** Work request **
In the material below, can you give back only the stretch from the line containing "The task is" through the line containing "46L494 62L508 234L600", with "rough mask" switched to "coarse mask" throughout and nothing else changed?

** Material provided **
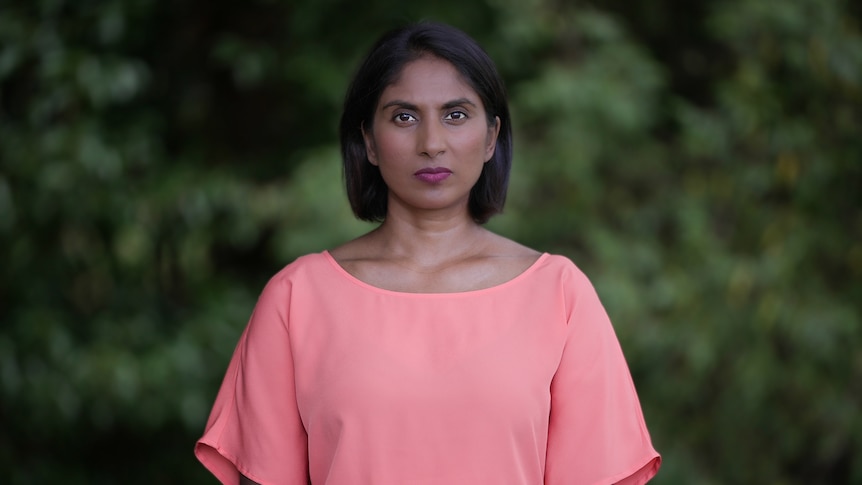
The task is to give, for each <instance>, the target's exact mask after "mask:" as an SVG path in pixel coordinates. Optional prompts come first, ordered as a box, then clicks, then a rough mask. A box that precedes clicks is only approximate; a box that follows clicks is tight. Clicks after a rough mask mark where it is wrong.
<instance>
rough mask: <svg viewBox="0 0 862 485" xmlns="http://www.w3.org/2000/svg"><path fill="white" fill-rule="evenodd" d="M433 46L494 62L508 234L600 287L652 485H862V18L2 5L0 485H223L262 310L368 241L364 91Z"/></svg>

--

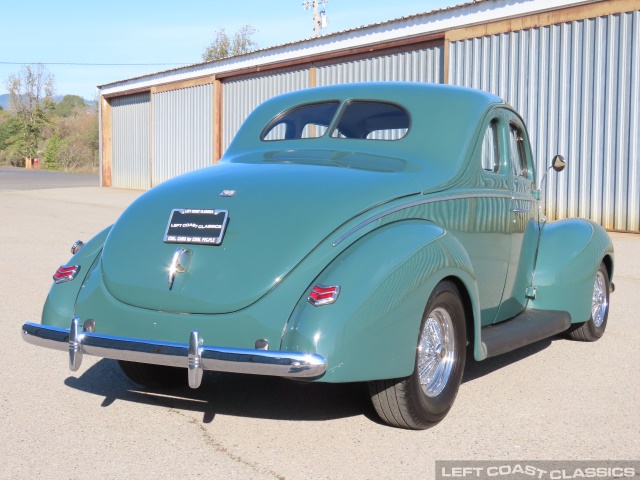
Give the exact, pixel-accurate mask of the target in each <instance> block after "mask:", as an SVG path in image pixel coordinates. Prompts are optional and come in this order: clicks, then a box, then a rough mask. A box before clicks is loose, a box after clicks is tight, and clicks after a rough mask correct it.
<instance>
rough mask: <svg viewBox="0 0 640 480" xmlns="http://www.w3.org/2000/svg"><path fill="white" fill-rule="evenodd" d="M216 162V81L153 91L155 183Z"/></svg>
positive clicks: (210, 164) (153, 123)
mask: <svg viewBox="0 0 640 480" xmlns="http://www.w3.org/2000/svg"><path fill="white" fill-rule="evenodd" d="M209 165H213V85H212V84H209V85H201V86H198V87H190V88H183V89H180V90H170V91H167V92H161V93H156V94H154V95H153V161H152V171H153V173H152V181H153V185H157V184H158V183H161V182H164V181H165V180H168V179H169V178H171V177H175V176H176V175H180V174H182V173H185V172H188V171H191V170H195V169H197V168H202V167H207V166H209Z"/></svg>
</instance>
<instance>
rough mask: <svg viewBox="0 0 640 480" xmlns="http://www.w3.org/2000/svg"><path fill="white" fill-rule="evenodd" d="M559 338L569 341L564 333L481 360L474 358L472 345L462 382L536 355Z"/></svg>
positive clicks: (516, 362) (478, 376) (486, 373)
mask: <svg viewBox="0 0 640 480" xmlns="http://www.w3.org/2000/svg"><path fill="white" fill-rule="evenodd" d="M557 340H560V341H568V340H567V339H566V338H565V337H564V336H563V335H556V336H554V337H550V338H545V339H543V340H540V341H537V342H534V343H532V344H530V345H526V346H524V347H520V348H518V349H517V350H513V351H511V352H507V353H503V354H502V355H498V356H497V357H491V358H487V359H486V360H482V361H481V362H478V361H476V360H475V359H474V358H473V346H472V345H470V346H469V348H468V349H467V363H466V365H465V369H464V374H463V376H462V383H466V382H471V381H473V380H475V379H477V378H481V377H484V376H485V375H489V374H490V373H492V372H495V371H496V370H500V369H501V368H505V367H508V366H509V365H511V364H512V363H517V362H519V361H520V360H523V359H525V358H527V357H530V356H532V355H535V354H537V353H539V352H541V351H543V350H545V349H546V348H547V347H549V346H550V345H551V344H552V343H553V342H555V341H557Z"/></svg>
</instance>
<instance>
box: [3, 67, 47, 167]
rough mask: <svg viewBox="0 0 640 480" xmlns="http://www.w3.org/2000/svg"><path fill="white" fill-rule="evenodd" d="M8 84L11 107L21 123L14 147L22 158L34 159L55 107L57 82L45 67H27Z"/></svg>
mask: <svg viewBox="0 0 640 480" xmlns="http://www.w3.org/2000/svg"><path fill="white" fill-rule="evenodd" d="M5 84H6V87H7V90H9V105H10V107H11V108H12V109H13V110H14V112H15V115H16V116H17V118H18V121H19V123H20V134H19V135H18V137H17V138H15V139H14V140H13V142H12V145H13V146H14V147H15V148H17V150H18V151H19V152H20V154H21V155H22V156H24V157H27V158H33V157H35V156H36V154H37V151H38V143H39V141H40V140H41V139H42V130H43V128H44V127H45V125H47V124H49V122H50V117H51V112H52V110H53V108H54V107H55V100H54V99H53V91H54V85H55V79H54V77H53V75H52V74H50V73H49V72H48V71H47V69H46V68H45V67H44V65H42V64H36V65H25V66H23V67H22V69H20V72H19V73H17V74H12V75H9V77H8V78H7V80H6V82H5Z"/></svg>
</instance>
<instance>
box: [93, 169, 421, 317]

** Reply to the exercise **
The task is to give, for each <instance>, the target's exact mask after "mask:" as an SVG path in pixel coordinates. Optional prompts come first, ordered as a box, then clicks, then a coarse mask. A box that precedes clicks is only approximate; a box that follows clicks is tight. Clicks after a coarse mask mark where it is wrong.
<instance>
coarse mask: <svg viewBox="0 0 862 485" xmlns="http://www.w3.org/2000/svg"><path fill="white" fill-rule="evenodd" d="M433 46L494 62L508 234L600 287L652 485H862V18L2 5L0 485H223L262 310L368 241L364 91Z"/></svg>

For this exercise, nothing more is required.